Records from a data collection
──────
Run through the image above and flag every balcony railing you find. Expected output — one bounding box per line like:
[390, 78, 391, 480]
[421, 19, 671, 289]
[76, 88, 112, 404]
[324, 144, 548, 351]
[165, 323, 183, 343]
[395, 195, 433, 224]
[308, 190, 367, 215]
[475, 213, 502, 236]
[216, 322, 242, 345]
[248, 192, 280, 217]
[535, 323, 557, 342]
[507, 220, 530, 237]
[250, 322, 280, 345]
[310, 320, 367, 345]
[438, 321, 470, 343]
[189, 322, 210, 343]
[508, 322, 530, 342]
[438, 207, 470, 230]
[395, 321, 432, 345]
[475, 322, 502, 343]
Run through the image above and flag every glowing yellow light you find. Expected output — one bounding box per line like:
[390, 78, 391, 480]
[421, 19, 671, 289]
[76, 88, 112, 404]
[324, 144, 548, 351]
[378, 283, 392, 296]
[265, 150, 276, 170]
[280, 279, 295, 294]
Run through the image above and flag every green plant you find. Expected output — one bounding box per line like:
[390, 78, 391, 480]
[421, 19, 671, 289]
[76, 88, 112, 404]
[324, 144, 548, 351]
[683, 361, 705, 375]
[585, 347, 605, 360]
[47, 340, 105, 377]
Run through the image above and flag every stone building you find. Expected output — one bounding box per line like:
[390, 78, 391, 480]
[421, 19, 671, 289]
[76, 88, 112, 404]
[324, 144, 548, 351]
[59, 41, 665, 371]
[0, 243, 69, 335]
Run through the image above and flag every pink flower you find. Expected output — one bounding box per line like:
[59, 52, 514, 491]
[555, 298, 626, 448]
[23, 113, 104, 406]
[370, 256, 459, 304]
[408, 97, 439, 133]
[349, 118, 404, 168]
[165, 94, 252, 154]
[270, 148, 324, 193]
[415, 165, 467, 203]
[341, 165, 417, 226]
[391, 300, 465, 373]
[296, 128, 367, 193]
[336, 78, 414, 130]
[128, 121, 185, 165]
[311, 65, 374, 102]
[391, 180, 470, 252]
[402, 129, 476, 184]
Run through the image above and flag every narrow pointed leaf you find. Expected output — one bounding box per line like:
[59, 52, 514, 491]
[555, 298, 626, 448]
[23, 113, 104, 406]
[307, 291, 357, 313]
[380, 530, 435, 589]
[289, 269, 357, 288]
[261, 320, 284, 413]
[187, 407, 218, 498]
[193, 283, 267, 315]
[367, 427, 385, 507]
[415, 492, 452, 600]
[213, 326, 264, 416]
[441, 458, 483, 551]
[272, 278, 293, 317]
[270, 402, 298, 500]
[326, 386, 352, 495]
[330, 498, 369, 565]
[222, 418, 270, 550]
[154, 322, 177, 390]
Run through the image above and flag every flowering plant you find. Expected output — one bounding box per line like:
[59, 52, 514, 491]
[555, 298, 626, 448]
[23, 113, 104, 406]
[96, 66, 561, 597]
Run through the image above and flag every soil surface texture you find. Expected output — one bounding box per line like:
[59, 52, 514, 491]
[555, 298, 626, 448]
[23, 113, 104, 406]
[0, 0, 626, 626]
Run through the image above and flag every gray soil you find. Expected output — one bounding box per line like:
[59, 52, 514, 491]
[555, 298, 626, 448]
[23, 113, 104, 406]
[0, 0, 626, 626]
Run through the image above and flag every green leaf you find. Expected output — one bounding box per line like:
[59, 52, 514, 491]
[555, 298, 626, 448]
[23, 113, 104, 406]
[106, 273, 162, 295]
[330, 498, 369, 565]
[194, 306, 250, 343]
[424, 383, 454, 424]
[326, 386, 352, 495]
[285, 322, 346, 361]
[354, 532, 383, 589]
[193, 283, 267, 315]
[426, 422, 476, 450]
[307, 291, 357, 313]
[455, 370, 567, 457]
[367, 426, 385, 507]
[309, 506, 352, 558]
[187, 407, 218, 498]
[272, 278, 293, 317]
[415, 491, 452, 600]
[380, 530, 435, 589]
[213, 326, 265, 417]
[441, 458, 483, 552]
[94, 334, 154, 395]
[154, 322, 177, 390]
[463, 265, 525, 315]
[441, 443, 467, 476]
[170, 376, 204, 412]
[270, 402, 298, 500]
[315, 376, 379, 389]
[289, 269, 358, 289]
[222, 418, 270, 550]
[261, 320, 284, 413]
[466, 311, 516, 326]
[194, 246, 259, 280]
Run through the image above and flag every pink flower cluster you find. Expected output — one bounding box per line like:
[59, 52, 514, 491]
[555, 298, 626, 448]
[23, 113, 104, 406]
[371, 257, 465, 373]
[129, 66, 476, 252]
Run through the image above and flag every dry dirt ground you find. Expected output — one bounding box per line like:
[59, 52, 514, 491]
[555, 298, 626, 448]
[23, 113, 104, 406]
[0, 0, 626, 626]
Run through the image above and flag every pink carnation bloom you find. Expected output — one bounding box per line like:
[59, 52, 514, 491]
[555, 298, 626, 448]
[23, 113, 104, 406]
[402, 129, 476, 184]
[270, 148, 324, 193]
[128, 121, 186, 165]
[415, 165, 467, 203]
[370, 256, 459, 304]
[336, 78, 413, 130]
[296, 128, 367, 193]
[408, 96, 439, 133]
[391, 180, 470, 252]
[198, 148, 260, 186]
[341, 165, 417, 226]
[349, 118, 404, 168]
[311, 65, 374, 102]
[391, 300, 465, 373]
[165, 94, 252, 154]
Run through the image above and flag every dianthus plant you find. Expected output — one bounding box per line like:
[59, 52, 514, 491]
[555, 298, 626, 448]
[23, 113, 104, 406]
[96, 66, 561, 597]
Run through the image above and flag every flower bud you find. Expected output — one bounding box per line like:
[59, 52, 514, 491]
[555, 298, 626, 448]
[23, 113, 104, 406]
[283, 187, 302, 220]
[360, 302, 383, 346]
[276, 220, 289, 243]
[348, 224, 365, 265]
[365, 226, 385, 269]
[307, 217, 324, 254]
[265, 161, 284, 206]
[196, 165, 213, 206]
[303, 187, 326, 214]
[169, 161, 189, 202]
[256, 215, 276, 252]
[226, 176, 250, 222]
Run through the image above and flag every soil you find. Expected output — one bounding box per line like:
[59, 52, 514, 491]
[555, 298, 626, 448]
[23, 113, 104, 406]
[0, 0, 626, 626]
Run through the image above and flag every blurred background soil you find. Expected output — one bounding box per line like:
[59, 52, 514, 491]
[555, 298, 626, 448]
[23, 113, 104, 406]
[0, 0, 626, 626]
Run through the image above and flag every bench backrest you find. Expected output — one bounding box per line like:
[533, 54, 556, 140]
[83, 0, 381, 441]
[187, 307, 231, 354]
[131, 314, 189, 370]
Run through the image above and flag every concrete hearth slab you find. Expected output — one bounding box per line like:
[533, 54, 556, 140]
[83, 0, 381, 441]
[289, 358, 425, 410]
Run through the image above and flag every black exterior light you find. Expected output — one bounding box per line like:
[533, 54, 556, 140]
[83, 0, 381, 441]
──────
### Goal
Identify every line of the data above that contains the word "plant", treating uppercase and lowercase letters as different, and copy each of those lines.

### Full response
Run through the image above and flag every green plant you find. Expected output — one bounding box per line like:
Run through the image above and flag every flowering plant you find. Expected output — one bounding box per line like:
Run through the image above and flag every dianthus plant you find. Expected output — one bounding box per line like:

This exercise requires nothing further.